[Rows from a pointing dataset]

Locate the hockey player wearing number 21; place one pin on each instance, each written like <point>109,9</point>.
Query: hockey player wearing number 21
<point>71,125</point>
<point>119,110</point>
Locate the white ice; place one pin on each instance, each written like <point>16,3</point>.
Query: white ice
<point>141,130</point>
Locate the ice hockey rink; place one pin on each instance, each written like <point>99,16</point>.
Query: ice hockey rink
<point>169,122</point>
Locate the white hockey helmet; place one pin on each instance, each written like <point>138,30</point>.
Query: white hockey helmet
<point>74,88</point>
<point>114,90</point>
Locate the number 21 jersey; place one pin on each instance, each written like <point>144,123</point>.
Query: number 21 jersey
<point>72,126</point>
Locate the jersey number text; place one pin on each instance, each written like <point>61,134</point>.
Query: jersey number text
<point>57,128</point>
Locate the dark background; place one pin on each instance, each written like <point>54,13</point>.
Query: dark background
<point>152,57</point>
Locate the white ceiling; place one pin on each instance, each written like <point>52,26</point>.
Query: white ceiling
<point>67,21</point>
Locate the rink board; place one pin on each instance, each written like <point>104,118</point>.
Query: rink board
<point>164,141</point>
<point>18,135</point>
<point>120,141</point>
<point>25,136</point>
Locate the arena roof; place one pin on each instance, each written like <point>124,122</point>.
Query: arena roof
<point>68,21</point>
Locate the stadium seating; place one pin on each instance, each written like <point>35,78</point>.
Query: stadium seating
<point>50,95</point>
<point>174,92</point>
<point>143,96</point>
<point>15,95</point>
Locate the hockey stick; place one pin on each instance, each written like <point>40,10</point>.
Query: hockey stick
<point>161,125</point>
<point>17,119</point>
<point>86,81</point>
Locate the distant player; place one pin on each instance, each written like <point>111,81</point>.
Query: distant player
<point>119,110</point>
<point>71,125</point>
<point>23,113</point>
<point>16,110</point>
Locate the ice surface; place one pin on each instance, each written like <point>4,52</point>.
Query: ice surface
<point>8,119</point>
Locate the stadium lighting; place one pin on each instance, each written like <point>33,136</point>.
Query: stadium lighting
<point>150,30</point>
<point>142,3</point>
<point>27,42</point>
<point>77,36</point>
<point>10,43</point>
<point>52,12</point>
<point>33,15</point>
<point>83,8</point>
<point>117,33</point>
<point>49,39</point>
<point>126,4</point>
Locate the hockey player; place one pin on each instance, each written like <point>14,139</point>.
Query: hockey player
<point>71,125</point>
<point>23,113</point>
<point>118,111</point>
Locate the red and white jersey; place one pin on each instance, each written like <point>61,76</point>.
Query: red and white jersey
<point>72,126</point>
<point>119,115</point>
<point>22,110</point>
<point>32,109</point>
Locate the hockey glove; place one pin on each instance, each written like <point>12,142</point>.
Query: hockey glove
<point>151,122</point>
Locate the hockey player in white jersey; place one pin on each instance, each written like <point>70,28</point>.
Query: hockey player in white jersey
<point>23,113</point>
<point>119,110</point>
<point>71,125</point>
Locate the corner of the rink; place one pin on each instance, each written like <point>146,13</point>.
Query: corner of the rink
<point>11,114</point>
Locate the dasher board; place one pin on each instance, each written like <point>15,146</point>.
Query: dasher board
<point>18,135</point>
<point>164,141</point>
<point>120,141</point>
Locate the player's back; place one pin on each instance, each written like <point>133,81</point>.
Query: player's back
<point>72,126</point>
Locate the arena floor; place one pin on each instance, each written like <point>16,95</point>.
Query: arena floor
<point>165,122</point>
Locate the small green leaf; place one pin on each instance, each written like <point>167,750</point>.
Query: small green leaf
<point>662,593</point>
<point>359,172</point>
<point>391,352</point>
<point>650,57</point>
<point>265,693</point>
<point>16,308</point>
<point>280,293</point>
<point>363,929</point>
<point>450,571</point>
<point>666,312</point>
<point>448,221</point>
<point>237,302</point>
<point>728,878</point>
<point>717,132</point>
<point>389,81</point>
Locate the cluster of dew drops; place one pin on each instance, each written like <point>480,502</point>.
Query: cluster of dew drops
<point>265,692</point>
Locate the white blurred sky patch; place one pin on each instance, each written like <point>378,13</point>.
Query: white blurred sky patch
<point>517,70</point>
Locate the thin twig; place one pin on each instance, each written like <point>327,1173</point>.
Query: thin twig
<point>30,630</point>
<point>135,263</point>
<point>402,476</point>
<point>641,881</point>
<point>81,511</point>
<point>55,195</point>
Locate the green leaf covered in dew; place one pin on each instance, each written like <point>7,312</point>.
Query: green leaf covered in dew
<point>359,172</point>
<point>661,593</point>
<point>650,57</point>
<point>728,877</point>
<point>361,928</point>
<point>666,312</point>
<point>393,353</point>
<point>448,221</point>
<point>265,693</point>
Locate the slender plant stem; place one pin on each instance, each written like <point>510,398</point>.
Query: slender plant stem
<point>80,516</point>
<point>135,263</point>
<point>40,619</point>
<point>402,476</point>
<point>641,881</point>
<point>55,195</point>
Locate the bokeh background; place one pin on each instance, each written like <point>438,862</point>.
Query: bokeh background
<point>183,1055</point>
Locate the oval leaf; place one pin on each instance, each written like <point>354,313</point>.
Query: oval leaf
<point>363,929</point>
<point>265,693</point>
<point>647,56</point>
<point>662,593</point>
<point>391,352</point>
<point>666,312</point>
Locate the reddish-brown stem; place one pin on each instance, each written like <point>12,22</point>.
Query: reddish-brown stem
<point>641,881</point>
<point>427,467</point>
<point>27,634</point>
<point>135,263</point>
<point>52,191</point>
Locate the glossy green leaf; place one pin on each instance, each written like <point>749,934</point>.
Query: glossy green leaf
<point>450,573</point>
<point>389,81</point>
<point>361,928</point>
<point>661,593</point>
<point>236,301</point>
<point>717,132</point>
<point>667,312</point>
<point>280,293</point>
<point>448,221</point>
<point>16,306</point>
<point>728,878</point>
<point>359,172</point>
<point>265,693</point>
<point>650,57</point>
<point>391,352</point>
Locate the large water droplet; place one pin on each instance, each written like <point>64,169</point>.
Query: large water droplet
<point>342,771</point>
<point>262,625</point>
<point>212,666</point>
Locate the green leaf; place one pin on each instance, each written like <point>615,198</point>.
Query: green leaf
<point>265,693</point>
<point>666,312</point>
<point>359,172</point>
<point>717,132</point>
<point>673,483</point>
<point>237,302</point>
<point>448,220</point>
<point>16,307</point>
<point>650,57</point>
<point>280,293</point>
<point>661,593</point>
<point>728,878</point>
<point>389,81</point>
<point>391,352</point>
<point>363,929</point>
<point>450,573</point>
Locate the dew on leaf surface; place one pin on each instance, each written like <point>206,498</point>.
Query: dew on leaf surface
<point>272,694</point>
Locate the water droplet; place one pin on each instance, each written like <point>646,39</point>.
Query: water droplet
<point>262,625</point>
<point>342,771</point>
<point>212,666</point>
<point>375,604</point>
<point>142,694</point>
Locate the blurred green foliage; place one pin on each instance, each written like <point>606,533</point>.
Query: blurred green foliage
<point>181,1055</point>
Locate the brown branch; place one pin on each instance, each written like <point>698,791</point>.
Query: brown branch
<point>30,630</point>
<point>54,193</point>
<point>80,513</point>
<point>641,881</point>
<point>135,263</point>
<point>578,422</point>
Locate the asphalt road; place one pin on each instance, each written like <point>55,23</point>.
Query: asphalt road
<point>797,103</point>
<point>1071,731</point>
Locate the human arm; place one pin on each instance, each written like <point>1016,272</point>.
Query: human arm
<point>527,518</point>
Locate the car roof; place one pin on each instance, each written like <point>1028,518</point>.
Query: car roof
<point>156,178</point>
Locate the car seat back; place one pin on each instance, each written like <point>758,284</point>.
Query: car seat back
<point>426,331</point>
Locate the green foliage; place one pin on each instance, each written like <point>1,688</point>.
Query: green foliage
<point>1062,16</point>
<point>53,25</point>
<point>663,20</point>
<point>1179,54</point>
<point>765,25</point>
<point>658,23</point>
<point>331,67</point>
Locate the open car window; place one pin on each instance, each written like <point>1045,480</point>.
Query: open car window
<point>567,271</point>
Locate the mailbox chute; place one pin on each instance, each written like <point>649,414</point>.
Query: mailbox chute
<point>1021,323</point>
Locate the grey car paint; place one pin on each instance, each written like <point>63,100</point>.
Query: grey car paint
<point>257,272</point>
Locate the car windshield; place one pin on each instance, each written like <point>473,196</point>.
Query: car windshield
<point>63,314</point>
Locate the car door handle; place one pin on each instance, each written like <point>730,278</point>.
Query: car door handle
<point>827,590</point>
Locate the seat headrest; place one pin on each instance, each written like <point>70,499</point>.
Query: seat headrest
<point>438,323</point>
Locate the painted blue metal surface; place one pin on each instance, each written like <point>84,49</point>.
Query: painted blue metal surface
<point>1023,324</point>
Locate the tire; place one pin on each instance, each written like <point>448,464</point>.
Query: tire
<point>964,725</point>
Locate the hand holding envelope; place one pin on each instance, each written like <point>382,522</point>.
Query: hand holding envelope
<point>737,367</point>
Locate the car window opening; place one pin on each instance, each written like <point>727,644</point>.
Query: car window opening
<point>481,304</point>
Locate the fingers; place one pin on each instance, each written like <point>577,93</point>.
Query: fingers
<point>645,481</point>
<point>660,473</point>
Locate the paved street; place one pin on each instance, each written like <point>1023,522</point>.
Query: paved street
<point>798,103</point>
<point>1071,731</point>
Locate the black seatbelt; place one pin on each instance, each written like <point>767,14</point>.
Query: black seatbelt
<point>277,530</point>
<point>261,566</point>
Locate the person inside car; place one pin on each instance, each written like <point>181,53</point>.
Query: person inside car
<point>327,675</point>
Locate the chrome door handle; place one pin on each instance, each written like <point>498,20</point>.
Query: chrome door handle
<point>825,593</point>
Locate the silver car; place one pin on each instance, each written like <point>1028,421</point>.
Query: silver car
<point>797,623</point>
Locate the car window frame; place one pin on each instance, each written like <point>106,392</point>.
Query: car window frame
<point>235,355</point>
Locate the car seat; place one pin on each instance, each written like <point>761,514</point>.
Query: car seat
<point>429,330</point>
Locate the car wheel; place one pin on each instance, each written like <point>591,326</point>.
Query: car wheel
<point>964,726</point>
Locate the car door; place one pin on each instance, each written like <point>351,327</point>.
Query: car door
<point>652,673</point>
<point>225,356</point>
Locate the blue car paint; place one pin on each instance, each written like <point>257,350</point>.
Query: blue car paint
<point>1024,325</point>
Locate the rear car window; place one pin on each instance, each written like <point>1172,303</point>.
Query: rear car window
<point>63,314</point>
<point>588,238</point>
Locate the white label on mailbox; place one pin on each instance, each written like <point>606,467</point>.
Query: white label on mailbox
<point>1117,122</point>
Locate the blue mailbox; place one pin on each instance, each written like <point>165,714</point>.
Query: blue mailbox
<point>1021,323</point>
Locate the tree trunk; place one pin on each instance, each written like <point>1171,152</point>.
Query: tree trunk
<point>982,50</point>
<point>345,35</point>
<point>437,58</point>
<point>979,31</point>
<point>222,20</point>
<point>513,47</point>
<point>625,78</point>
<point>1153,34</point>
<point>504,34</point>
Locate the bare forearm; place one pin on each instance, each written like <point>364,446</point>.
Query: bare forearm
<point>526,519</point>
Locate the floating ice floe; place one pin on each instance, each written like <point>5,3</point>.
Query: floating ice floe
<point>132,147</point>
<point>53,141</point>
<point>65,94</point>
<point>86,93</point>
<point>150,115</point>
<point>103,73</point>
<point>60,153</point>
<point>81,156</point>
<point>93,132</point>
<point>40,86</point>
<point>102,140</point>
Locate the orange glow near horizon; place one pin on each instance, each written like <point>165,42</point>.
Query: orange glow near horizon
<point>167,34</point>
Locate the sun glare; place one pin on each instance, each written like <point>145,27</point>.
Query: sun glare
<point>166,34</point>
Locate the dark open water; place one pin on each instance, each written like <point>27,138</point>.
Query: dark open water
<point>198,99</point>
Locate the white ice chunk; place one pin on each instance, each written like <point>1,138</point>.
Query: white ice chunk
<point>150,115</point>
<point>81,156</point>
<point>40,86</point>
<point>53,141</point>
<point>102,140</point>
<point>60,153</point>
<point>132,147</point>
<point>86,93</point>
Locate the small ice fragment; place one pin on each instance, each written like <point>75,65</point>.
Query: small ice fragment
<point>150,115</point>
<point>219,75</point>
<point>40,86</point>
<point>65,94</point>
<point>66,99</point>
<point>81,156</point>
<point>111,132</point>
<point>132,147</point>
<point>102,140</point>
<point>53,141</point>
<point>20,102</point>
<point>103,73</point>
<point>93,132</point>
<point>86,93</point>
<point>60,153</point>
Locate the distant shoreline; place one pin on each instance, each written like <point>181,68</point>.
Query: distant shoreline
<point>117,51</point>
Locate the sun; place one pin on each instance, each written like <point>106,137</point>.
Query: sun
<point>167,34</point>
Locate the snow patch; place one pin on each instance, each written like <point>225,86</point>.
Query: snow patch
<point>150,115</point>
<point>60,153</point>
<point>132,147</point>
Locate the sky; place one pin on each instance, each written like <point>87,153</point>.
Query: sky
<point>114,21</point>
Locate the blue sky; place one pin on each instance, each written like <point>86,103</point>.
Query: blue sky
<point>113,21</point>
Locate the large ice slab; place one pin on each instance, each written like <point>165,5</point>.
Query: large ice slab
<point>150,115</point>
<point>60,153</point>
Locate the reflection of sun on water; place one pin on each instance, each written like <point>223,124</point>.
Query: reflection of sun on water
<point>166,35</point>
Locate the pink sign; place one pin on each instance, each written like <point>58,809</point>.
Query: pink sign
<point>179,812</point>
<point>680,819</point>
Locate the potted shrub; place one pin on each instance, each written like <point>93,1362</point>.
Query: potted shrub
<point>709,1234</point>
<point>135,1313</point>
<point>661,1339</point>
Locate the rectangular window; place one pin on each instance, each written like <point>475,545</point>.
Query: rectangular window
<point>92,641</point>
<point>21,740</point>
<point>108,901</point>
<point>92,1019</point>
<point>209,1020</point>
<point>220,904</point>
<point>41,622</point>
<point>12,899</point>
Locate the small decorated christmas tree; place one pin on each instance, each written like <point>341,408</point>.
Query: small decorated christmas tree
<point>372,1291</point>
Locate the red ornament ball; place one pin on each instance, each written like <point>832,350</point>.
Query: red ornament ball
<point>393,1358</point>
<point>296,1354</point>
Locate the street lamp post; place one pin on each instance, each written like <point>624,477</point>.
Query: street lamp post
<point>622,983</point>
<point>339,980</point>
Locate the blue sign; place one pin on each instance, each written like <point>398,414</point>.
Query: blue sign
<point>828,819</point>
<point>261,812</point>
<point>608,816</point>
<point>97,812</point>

**Task prompt:** Begin at the line containing "Locate the ice surface;" and stop after the one containing "<point>32,109</point>", reproducing every line, requests included, with each point coordinate in the answers shifted by -126.

**Response to this exercise:**
Locate the ice surface; place one pin on each instance, each written like <point>4,52</point>.
Query: ice surface
<point>-118,-7</point>
Locate the stadium lighting; place one pin on each instance, each written like <point>33,136</point>.
Query: stadium lighting
<point>24,-96</point>
<point>16,-123</point>
<point>-99,-84</point>
<point>-49,-90</point>
<point>-116,-83</point>
<point>-74,-114</point>
<point>-93,-111</point>
<point>-43,-118</point>
<point>-9,-93</point>
<point>-77,-87</point>
<point>0,-122</point>
Locate the hockey player; place one pin on each instance, each written like <point>14,139</point>.
Query: hockey player
<point>-55,-1</point>
<point>-103,-13</point>
<point>-8,-15</point>
Locate the red and white jersey; place one pin on each instance, each written like <point>61,76</point>.
Query: red and white jersey
<point>-54,0</point>
<point>-7,-11</point>
<point>-104,-16</point>
<point>-94,-17</point>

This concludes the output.